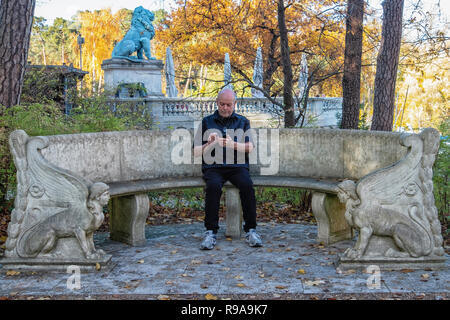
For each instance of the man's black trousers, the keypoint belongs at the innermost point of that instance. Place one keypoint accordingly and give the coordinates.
(240, 178)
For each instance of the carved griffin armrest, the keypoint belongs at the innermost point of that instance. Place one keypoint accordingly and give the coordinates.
(393, 208)
(52, 204)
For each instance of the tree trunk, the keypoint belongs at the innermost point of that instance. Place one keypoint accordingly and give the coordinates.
(16, 21)
(387, 64)
(288, 99)
(352, 64)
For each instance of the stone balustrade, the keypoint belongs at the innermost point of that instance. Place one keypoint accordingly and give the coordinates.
(182, 112)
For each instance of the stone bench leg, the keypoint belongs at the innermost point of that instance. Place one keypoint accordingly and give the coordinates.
(329, 213)
(127, 219)
(233, 213)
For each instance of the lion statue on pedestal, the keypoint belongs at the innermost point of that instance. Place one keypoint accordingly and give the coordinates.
(137, 39)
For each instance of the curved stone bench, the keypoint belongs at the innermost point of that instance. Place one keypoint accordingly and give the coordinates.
(378, 183)
(130, 205)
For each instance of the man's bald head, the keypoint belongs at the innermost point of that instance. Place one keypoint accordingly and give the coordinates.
(226, 101)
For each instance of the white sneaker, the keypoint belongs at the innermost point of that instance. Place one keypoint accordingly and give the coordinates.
(253, 238)
(209, 242)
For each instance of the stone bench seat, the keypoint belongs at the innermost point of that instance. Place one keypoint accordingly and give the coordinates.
(130, 213)
(133, 187)
(378, 183)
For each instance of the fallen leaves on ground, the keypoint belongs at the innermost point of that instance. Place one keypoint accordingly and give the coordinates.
(210, 296)
(314, 283)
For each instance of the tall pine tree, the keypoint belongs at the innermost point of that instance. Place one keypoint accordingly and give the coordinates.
(351, 81)
(16, 21)
(387, 65)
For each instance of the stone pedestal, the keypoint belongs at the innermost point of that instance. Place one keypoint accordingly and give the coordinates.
(148, 72)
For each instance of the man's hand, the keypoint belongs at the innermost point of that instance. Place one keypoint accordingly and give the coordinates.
(212, 137)
(226, 142)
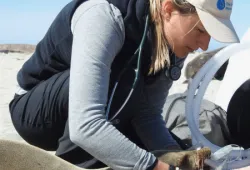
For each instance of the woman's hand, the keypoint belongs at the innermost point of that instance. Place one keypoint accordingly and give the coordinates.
(161, 166)
(193, 159)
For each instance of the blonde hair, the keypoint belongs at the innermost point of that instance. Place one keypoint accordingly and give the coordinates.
(161, 56)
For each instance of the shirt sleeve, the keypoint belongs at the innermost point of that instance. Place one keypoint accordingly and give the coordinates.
(98, 35)
(149, 123)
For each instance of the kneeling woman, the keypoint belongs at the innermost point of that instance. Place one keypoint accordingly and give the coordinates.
(65, 87)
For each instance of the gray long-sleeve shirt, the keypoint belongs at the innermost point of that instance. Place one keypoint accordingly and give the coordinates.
(98, 36)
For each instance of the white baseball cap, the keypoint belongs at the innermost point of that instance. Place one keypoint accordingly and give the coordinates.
(215, 17)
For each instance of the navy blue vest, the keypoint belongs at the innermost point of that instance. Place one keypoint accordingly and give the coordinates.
(53, 52)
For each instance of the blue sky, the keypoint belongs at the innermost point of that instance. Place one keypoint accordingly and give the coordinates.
(27, 21)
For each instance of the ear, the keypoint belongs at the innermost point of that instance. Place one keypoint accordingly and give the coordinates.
(167, 8)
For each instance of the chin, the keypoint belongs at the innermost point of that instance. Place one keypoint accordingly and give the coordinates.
(181, 54)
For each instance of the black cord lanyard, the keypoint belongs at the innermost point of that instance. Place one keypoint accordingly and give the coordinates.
(137, 53)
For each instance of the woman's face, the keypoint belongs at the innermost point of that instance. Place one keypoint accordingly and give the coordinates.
(184, 32)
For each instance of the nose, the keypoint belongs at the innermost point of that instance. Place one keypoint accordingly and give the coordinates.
(203, 41)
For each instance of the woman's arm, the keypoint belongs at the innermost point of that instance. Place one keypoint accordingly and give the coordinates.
(149, 122)
(98, 35)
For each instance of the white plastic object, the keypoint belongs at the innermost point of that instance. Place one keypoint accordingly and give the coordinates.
(195, 95)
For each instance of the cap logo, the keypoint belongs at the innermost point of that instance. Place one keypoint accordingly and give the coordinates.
(221, 4)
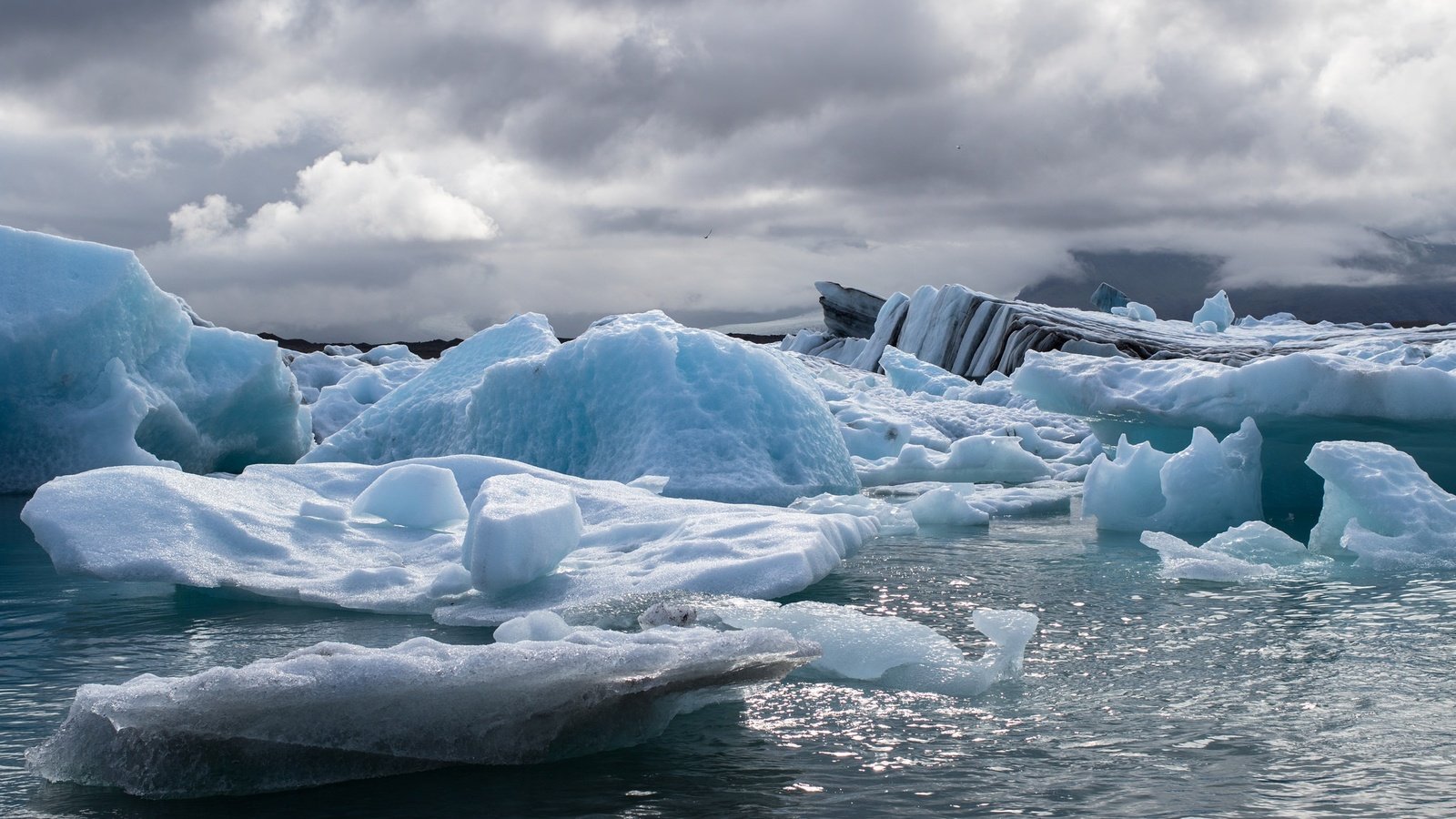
───
[Task description] List each line in the material above that contains the word "pedestal".

[Answer to this task]
For each instance of the lion statue on pedestal, the keypoint belongs at the innermost point of that instance. Place one keypoint accordingly and give the coordinates.
For each instance of the stone pedestal, the keypoint belongs at the innermost point of that instance. Place one keypoint accordingly and give the coordinates.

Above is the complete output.